Dataset items:
- - - - -

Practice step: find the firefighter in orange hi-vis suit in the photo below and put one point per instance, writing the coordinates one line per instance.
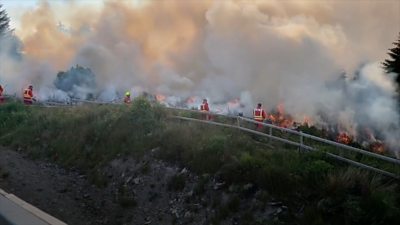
(205, 109)
(28, 95)
(259, 115)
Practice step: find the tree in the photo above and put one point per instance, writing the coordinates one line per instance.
(392, 65)
(4, 22)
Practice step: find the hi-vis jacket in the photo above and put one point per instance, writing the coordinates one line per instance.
(28, 95)
(259, 114)
(204, 107)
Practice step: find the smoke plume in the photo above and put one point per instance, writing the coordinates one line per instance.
(290, 52)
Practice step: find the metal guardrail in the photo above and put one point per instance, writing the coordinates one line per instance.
(238, 125)
(301, 144)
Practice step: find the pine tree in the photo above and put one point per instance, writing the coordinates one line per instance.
(4, 22)
(392, 65)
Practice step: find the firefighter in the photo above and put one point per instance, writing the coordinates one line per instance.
(205, 109)
(28, 96)
(1, 94)
(127, 98)
(259, 115)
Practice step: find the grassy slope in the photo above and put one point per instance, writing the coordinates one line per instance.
(87, 137)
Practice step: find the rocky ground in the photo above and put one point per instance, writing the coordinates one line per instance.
(148, 191)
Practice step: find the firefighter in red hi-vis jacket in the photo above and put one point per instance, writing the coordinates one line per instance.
(127, 98)
(1, 94)
(259, 115)
(205, 109)
(28, 95)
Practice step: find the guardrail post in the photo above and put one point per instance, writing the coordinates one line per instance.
(270, 133)
(301, 141)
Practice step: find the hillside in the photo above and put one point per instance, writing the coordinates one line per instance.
(134, 165)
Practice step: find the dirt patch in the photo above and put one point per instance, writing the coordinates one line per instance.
(148, 191)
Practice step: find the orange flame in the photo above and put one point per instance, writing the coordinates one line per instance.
(160, 98)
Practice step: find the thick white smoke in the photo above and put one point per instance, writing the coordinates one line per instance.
(288, 52)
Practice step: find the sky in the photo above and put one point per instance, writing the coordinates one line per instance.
(267, 51)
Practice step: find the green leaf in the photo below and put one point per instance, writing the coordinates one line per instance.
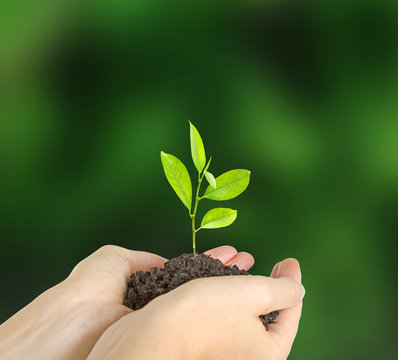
(197, 149)
(210, 178)
(229, 185)
(178, 177)
(219, 217)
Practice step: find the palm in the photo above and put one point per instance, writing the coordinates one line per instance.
(101, 280)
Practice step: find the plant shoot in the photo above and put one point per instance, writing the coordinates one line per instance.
(224, 187)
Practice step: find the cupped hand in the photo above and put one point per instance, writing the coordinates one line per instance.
(212, 318)
(66, 321)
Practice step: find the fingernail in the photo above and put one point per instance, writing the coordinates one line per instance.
(302, 292)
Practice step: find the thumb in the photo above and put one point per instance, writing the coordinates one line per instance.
(285, 329)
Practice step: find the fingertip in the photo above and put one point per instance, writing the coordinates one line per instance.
(289, 267)
(275, 270)
(223, 253)
(243, 260)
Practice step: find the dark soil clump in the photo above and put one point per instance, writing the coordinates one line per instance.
(144, 286)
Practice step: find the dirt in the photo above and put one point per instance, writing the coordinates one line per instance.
(144, 286)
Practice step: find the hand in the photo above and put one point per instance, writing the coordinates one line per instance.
(66, 321)
(212, 318)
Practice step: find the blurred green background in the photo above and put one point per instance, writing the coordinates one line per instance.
(304, 94)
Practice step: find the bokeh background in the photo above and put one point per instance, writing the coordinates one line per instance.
(302, 93)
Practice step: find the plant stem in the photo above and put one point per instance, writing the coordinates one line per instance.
(193, 215)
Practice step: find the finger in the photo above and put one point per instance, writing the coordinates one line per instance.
(275, 270)
(223, 253)
(285, 329)
(253, 294)
(118, 261)
(242, 260)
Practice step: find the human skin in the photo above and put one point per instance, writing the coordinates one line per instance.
(66, 321)
(212, 318)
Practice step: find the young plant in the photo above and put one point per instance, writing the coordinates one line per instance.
(225, 187)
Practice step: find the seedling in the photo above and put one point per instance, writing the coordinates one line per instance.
(225, 187)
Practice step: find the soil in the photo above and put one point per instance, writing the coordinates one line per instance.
(144, 286)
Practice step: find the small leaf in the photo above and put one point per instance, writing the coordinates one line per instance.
(197, 148)
(229, 185)
(210, 178)
(219, 217)
(178, 177)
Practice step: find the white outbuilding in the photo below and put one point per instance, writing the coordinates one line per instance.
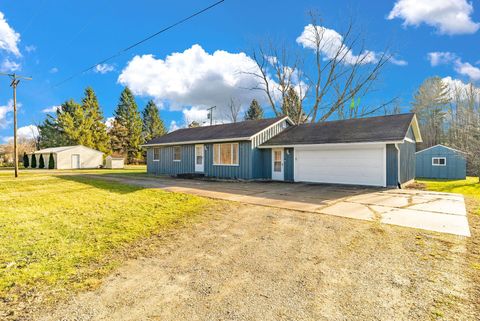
(70, 157)
(114, 162)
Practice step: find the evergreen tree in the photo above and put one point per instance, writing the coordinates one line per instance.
(98, 129)
(255, 111)
(25, 160)
(41, 162)
(292, 107)
(34, 161)
(152, 124)
(51, 162)
(127, 117)
(431, 102)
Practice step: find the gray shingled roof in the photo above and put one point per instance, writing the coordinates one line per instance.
(371, 129)
(232, 131)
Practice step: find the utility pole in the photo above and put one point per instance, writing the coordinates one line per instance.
(15, 80)
(210, 114)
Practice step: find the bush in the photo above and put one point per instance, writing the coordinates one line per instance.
(34, 161)
(25, 160)
(41, 162)
(51, 162)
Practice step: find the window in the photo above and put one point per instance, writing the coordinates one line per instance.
(225, 154)
(156, 154)
(177, 153)
(439, 161)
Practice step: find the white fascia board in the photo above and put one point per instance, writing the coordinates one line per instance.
(274, 124)
(199, 142)
(332, 144)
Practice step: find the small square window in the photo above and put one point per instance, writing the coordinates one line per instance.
(177, 153)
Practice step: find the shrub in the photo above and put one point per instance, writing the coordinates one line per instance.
(34, 161)
(51, 162)
(41, 162)
(25, 160)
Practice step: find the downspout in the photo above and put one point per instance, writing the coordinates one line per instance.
(399, 185)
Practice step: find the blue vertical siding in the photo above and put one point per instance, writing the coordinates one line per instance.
(455, 168)
(392, 165)
(288, 161)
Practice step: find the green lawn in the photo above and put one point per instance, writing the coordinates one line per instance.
(469, 187)
(59, 233)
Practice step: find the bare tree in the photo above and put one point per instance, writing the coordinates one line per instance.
(338, 75)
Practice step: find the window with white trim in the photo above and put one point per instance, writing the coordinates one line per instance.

- - - - -

Prompt: Give back all of the lines above word for word, but leave the pictures out.

Response to this task:
Practice step: find the firefighter in orange hi-vis suit in the photo below and put one point per instance, writing the coordinates one line per instance.
(205, 109)
(28, 95)
(259, 115)
Practice step: find the tree in the photo above and put one point per instance, writing the coordinates one line per instance.
(392, 65)
(4, 22)
Practice step: find the hi-vis jacket in the photo above and put one point per instance, writing the coordinates one line per instance.
(28, 95)
(259, 114)
(204, 107)
Practice step: find the smoke plume in the photo above and put one point per instance, writing the coordinates one line per instance.
(290, 52)
Practice step: find the metal guardrail in the photo above and put one point per instance, writing the coordinates one line per instance.
(238, 125)
(301, 144)
Practice step: find the pine tree in the photo above and put one point per instance, writing the coordinates one line per instance.
(4, 22)
(392, 65)
Practice step: find the firefighter in the photo above and put one point per instance, writing the coordinates one line per instance.
(205, 109)
(28, 96)
(1, 94)
(127, 98)
(259, 115)
Practice step: find the grassy slope in the photo above and put one point per instance, writing the coordinates one line per instance.
(87, 137)
Practice step: find the rocky ground in the photo above and put one point per instance, writing the coordinates one line per instance.
(148, 191)
Practice step: find the firefighter in red hi-vis jacket in the photo above and put one point per instance, writing the coordinates one line per instance.
(127, 98)
(1, 94)
(259, 115)
(205, 109)
(28, 95)
Practice step: find the guardrail post in the photo above and put one point per instance, writing the coordinates one line per instance.
(270, 133)
(301, 141)
Practice step: find the hillside in the photo above and put one point per instance, writing the coordinates one line per instance.
(134, 165)
Practice step: find the dirt patch in the photo above and put one point per instance, writing the coordinates one line per instance.
(148, 191)
Practice step: find the orange flame in the photo above and put one point per instance, writing the coordinates one line per instance.
(160, 98)
Practice step: find the thick white smoke in the photo above and put one point per instance, writing the coordinates one line per instance.
(288, 52)
Practice step: find the sky in the photo above and put one point per instance, writing the coordinates one line per instance.
(267, 51)
Practice step: find the green leaf in the photo below and put one point per instance, writing the coordinates one line per instance.
(197, 149)
(210, 178)
(229, 185)
(178, 177)
(219, 217)
Practice step: find the palm in the photo above and put one point per instance, writing the coordinates one line per instance.
(101, 280)
Practice step: find the plant shoot in the photo above and put one point per instance, writing the coordinates one line per instance.
(224, 187)
Practice step: find the cupped hand in the photo above and put one point per instance, writing the coordinates one line per instance.
(212, 318)
(66, 321)
Practice step: find the fingernail in the photo above and put one point per instance, writing the coordinates one line per instance.
(302, 292)
Practice step: find the thumb in the photo above and put one point per instance, writing the coordinates one line per instance.
(285, 329)
Practice step: find the fingertip in the photo above and put one point per instance, writing the coordinates one line per instance.
(289, 267)
(275, 270)
(223, 253)
(243, 260)
Practice step: find the dark soil clump in the photo above and put one point per instance, writing the coordinates one line per instance.
(144, 286)
Practice step: find the dirt in the photo above and put one point per instance, writing the coordinates one line per instance.
(144, 286)
Practice step: find the hand in the photo above and put one point per instance, writing the coordinates one line per instance.
(66, 321)
(212, 318)
Practice step: find the blurred green background in the photo above and put one point per instance, writing the coordinates one line per instance.
(304, 94)
Practice step: find the bokeh background in the photo above and put one point per instance, writing the coordinates one line per instance.
(302, 93)
Practice step: find the plant stem in the photo above and put one point per instance, writing the coordinates one line per instance.
(193, 215)
Practice step: find the finger in the photo above and put one point per instance, writing the coordinates one line per instance.
(275, 270)
(223, 253)
(285, 329)
(253, 294)
(118, 261)
(242, 260)
Practice step: find the human skin in the photo above and put one point per instance, writing the coordinates one line per instance.
(66, 321)
(212, 318)
Practice step: find the young plant in the photo above and put one point per instance, writing the coordinates one line per instance.
(225, 187)
Practice step: find the seedling in the photo above and put one point per instance, writing the coordinates one line per instance.
(225, 187)
Practice step: find the soil in the photo above and put one point per instance, writing the coordinates one line per instance.
(144, 286)
Practice step: find the small leaf in the photo above and put one point per instance, writing the coordinates one line per instance.
(197, 148)
(229, 185)
(210, 178)
(219, 217)
(178, 177)
Practice step: find the white outbuilding in the photo below and put one point per instance, writing the coordinates one line per instance.
(70, 157)
(114, 162)
Practice step: find the evergreen tree in the photo above and put one point per instance, writing the coordinates one line per instance.
(98, 129)
(255, 111)
(25, 160)
(41, 162)
(292, 107)
(34, 161)
(152, 124)
(51, 162)
(127, 117)
(431, 102)
Practice step: find the gray shingled roof in the photo above and put one point per instance, writing the coordinates one line per instance.
(371, 129)
(232, 131)
Practice step: find the utility pole in the photo above and put one point per instance, writing the coordinates one line per instance.
(15, 80)
(210, 114)
Practice step: find the bush in the photo above and put one point per instance, writing the coordinates one line per instance.
(34, 161)
(25, 160)
(41, 162)
(51, 162)
Practice step: find the window in the photo above and put one point per instance, writing the coordinates one line per instance.
(225, 154)
(156, 154)
(177, 153)
(439, 161)
Practice step: find the white fascia board in the photo above and put one point per instance, writing the coordinates one line per instance.
(274, 124)
(199, 142)
(332, 144)
Practice step: find the small square window in the photo above and put one point per instance, writing the coordinates one line per instance.
(177, 153)
Practice step: find the shrub in the photo above and put one point per instance, writing the coordinates one line per instance.
(34, 161)
(51, 162)
(41, 162)
(25, 160)
Practice step: find the downspout in the photo above and put one point per instance, writing the coordinates one line per instance.
(399, 185)
Practice step: find the blue vertical siding in the photo above and put one point per instance, writing the coordinates one line per instance.
(455, 168)
(392, 165)
(288, 161)
Practice step: find the green lawn in the photo above and put one point per instance, writing the coordinates one line per instance.
(469, 187)
(59, 233)
Practice step: find the bare tree in the photo above and put one point per instance, writing the coordinates one line per instance.
(338, 75)
Practice step: find the window with white trim in the photo above and put one point per instance, writing the coordinates one line per instance.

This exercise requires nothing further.